◆ What to do
Please transcribe the pulsed electric fields text below in full, word for word.

◆ Study text
--
How does the application of pulsed electric fields (PEF) impact cellular structures to achieve microbial inactivation?

Pulsed electric fields (PEF) technology inactivates microorganisms by applying short bursts of high-voltage electricity to food products. This process primarily disrupts the cell membrane of microorganisms, leading to their inactivation without significant heating. The electric field creates an electrical potential difference across the cell membrane, exceeding its dielectric strength. Dielectric strength is the maximum electric field that a material can withstand before it breaks down and becomes conductive. This causes electroporation, the formation of pores or channels in the cell membrane. These pores compromise the membrane's integrity, leading to leakage of intracellular contents and ultimately cell death. The effectiveness of PEF depends on factors such as the electric field strength, pulse duration, pulse frequency, and the electrical conductivity of the food product. For example, PEF can be used to pasteurize fruit juices by inactivating spoilage bacteria and yeasts without causing significant changes in flavor or nutritional content. Gram-positive bacteria are typically more resistant to PEF than Gram-negative bacteria due to differences in their cell wall structure. Spores are generally more resistant to PEF than vegetative cells. PEF is often used in combination with other preservation methods, such as mild heat or antimicrobial agents, to enhance its effectiveness and achieve complete microbial inactivation.
--
Referring expression data
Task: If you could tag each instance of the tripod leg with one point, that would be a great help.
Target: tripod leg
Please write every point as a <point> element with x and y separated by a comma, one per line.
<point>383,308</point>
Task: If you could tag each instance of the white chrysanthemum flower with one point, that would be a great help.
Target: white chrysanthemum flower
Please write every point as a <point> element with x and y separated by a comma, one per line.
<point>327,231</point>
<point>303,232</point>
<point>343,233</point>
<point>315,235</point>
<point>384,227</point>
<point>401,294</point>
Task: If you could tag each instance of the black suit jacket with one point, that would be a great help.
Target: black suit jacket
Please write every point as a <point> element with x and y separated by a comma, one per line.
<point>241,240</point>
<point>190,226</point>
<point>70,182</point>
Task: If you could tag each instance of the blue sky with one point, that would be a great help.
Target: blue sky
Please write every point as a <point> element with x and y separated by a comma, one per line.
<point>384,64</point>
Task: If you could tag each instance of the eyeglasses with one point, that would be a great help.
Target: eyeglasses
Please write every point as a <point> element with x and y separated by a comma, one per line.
--
◆ Answer section
How does the application of pulsed electric fields (PEF) impact cellular structures to achieve microbial inactivation?

Pulsed electric fields (PEF) technology inactivates microorganisms by applying short bursts of high-voltage electricity to food products. This process primarily disrupts the cell membrane of microorganisms, leading to their inactivation without significant heating. The electric field creates an electrical potential difference across the cell membrane, exceeding its dielectric strength. Dielectric strength is the maximum electric field that a material can withstand before it breaks down and becomes conductive. This causes electroporation, the formation of pores or channels in the cell membrane. These pores compromise the membrane's integrity, leading to leakage of intracellular contents and ultimately cell death. The effectiveness of PEF depends on factors such as the electric field strength, pulse duration, pulse frequency, and the electrical conductivity of the food product. For example, PEF can be used to pasteurize fruit juices by inactivating spoilage bacteria and yeasts without causing significant changes in flavor or nutritional content. Gram-positive bacteria are typically more resistant to PEF than Gram-negative bacteria due to differences in their cell wall structure. Spores are generally more resistant to PEF than vegetative cells. PEF is often used in combination with other preservation methods, such as mild heat or antimicrobial agents, to enhance its effectiveness and achieve complete microbial inactivation.